Excerpt from a dataset
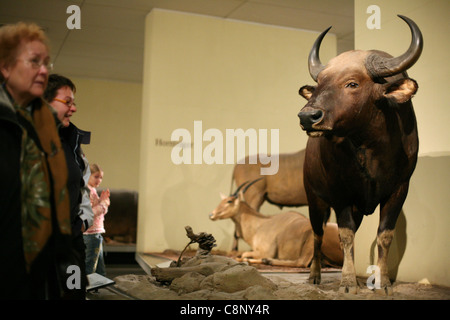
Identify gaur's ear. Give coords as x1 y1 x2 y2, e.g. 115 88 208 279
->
236 190 245 202
384 78 419 103
298 85 316 100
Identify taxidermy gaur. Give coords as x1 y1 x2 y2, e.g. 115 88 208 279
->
298 15 423 294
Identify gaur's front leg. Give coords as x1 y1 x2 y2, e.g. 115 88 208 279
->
335 206 363 294
376 182 409 295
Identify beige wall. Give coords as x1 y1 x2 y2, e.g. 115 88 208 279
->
138 10 336 252
355 0 450 285
65 78 142 190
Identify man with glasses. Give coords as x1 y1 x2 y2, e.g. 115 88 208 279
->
43 74 94 299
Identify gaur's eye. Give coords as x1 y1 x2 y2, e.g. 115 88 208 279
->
345 82 359 89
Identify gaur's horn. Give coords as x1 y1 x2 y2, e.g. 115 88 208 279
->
308 27 331 82
242 178 262 193
365 15 423 79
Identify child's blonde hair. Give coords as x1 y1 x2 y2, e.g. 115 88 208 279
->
89 163 103 174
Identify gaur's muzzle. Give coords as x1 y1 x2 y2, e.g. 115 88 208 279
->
298 109 323 131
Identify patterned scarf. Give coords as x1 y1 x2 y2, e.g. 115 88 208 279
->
15 99 71 271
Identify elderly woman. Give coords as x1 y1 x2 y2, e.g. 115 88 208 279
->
0 23 72 299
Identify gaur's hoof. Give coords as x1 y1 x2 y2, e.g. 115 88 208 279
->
375 286 394 296
339 285 358 294
309 275 321 284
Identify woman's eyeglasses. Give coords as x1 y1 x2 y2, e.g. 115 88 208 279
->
53 98 77 108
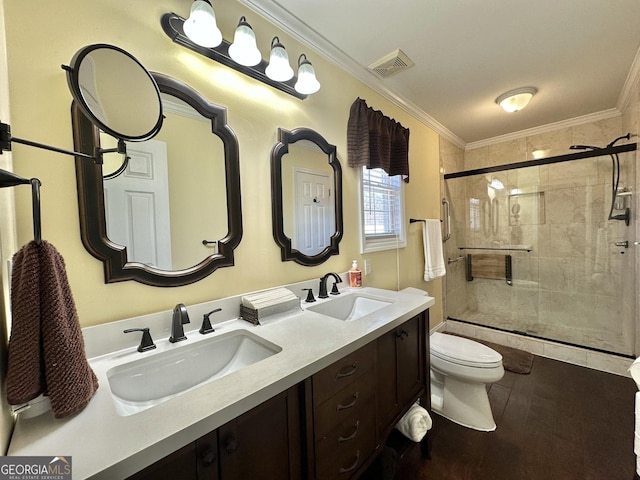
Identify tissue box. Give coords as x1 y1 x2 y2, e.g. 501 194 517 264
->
240 298 301 325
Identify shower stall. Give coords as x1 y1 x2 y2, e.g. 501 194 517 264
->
443 137 638 357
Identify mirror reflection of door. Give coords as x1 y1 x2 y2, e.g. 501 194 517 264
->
282 140 336 256
292 168 335 255
104 140 172 270
100 95 228 271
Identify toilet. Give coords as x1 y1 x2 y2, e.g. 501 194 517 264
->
429 332 504 432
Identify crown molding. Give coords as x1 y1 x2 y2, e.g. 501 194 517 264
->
239 0 640 150
239 0 466 148
464 108 622 150
616 45 640 112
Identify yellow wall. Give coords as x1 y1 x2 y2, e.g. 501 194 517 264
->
5 0 441 326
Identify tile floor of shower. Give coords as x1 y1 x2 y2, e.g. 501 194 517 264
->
436 318 633 377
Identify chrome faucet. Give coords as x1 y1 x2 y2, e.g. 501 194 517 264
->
318 272 342 298
169 303 191 343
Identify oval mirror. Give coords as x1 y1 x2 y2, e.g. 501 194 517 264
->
271 128 342 266
73 73 242 286
63 44 163 142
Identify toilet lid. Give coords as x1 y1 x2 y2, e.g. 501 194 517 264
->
429 332 502 368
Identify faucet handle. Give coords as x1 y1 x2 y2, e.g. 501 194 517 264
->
199 308 222 335
302 288 316 303
124 328 156 352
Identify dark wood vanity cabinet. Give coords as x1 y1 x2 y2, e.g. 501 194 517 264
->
306 342 376 480
376 310 431 442
128 386 302 480
305 311 430 480
130 310 430 480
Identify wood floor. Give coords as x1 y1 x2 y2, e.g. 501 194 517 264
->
396 357 637 480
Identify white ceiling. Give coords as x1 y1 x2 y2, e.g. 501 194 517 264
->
240 0 640 146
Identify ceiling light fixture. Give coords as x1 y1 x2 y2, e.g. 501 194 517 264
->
183 0 222 47
264 37 293 82
229 15 262 67
295 53 320 95
496 87 538 112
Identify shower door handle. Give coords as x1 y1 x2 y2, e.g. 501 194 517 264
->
442 198 451 242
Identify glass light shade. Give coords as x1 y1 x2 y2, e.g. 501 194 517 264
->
264 37 293 82
294 54 320 95
229 17 262 67
496 87 537 112
182 0 222 48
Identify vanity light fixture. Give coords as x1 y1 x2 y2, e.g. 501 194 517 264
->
496 87 538 112
295 53 320 95
160 13 320 100
264 37 293 82
229 16 262 67
184 0 222 47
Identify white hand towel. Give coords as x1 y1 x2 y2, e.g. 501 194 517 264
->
634 392 640 435
628 357 640 388
396 403 432 442
422 219 447 282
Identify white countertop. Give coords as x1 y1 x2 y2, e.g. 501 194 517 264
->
8 286 435 480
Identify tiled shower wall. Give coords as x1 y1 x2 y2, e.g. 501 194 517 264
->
441 115 637 354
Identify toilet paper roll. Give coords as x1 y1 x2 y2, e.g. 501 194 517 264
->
628 357 640 389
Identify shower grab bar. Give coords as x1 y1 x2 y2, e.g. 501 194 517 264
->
442 198 451 242
458 247 533 252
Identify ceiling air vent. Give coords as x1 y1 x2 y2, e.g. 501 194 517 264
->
369 50 413 78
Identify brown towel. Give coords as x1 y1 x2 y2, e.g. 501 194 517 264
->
7 241 98 418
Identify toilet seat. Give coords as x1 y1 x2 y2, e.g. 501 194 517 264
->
430 332 502 368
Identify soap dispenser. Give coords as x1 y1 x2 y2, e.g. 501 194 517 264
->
349 260 362 288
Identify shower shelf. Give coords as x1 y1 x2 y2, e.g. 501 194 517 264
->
458 245 533 252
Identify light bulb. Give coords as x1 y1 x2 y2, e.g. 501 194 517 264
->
182 0 222 48
264 37 293 82
294 53 320 95
229 16 262 67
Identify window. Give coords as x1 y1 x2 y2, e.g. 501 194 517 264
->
360 167 407 253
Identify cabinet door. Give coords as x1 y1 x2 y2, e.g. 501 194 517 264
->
396 316 425 409
376 331 398 439
196 430 220 480
127 443 198 480
376 312 428 442
218 387 301 480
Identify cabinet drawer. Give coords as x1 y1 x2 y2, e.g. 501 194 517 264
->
315 396 375 459
312 342 375 407
316 409 376 480
313 375 375 439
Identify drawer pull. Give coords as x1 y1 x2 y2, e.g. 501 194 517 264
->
336 362 358 380
336 392 358 412
396 328 409 340
338 450 360 473
338 420 360 443
200 448 216 467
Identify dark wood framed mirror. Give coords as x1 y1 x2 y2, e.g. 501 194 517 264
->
71 73 242 287
271 128 343 266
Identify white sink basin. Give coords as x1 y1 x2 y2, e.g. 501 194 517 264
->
107 330 282 415
306 293 394 322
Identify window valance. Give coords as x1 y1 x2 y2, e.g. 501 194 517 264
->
347 98 409 182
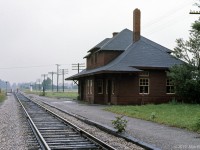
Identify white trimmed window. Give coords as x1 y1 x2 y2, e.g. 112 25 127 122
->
139 78 149 94
106 80 108 94
87 80 93 94
87 80 90 94
166 79 175 94
97 80 103 94
90 80 92 94
112 80 115 94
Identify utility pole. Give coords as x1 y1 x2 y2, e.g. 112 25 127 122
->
6 81 8 95
56 64 60 92
0 80 1 93
72 63 85 73
36 79 40 92
189 10 200 15
49 71 56 92
42 74 47 96
60 69 68 92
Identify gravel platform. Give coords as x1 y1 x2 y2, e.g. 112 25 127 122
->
0 94 28 150
29 95 200 150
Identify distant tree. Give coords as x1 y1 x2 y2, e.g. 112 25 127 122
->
168 19 200 103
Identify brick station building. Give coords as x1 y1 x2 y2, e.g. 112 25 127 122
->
66 9 183 105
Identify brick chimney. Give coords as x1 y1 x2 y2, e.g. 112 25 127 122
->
133 8 140 42
113 32 119 37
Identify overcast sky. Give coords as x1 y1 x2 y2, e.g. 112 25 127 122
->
0 0 198 83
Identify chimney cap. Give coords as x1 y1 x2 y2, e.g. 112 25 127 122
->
113 32 119 37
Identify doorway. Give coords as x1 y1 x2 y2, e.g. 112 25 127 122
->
107 80 112 104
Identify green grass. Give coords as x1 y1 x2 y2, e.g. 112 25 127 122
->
26 91 78 99
43 92 78 99
0 92 6 103
105 104 200 132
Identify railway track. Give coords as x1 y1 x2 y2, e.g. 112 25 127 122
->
15 93 115 150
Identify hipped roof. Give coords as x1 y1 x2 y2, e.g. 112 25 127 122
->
67 29 183 80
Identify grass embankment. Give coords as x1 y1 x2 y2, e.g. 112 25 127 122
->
0 93 6 103
105 104 200 132
26 91 78 99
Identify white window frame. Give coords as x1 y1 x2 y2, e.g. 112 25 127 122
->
97 79 103 94
166 79 175 94
139 78 150 94
112 80 115 95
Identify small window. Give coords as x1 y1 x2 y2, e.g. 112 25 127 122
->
87 80 90 94
140 71 149 77
112 80 115 94
139 78 149 94
90 80 92 94
97 80 103 94
166 79 175 94
106 80 108 94
94 53 98 64
87 80 92 94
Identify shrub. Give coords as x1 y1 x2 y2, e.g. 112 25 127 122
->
112 116 128 133
150 112 157 120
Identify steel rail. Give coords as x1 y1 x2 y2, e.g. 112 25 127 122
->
17 93 116 150
15 93 50 150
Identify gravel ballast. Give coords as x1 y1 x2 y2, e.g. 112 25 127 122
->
27 95 200 150
0 94 28 150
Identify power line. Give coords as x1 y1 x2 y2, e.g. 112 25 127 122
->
48 71 56 92
72 63 85 73
0 64 54 69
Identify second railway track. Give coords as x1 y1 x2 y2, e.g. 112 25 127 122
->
15 93 115 150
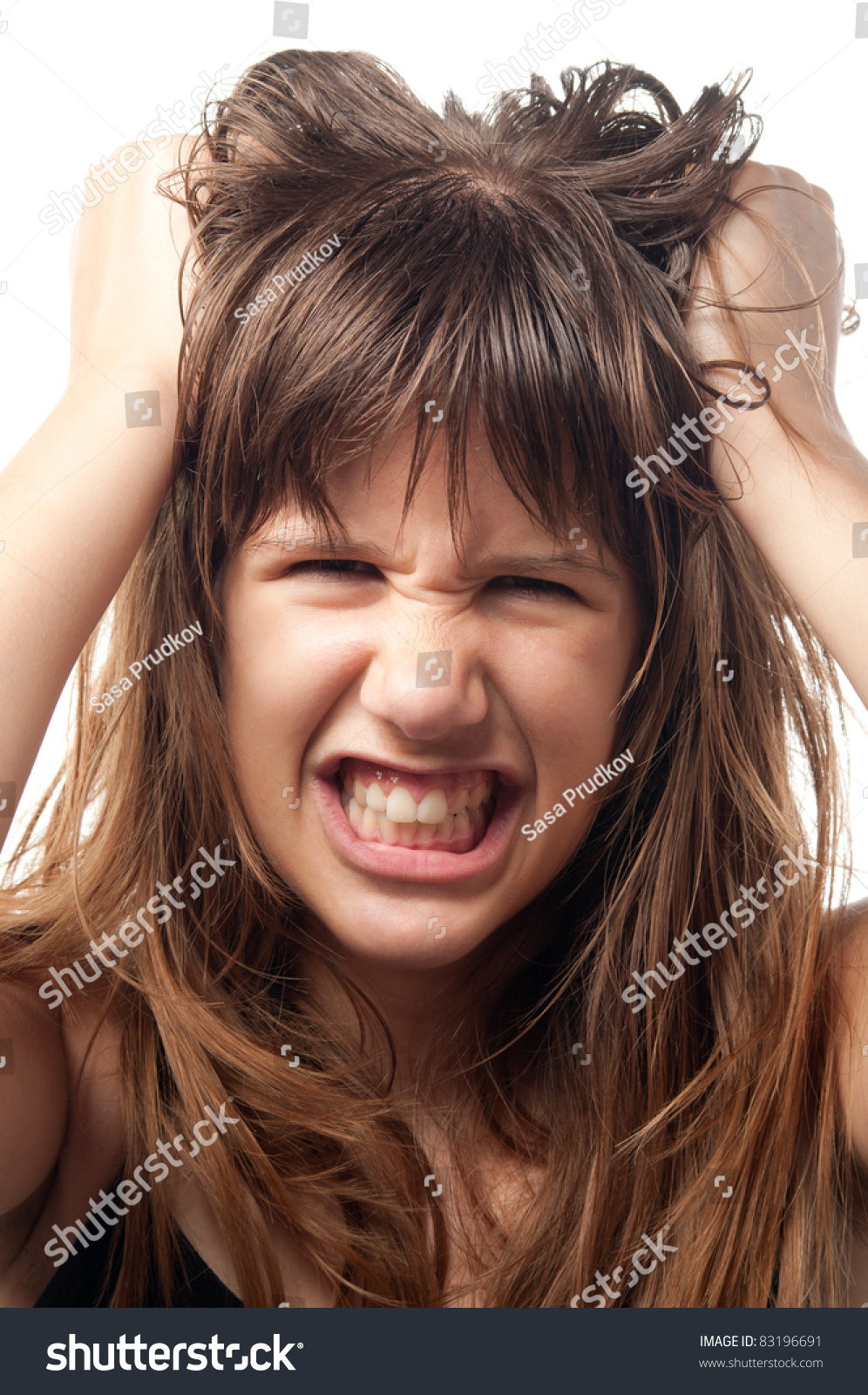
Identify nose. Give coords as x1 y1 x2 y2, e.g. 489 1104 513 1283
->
359 632 488 741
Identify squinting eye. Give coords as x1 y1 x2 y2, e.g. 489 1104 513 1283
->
488 576 578 602
288 556 381 576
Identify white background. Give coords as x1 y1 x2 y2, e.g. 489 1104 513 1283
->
0 0 868 898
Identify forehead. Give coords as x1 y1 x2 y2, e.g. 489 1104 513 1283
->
260 427 611 561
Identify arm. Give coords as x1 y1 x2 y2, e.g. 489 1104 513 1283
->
0 141 188 839
0 141 188 1283
687 162 868 706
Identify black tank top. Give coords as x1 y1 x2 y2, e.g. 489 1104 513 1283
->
33 1200 244 1307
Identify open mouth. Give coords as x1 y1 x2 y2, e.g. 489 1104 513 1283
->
335 759 499 853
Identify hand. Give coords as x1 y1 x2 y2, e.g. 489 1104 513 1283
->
70 137 199 405
685 160 850 445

Task goal —
Can you put the part of the rows above that opens with the line containing "Identify elderly woman." and closes with the line containing "240 298 301 325" into a numbered list, leaving out blank lines and the pictures?

The solution —
1. Identify elderly woman. Give coords as x1 y1 x2 y2, e.g. 115 88 208 279
2. ->
3. 0 23 72 299
4. Identify gaur's hoof. Give coords as x1 y1 x2 y2, e.g. 115 88 208 279
5. ->
6. 375 286 394 296
7. 339 285 358 294
8. 309 275 321 284
9. Identify woman's eyeglasses. Give coords as x1 y1 x2 y2, e.g. 115 88 208 279
10. ->
11. 53 98 77 108
12. Identify tissue box. Give coords as x1 y1 x2 y2, e.g. 501 194 517 264
13. ->
14. 240 298 301 325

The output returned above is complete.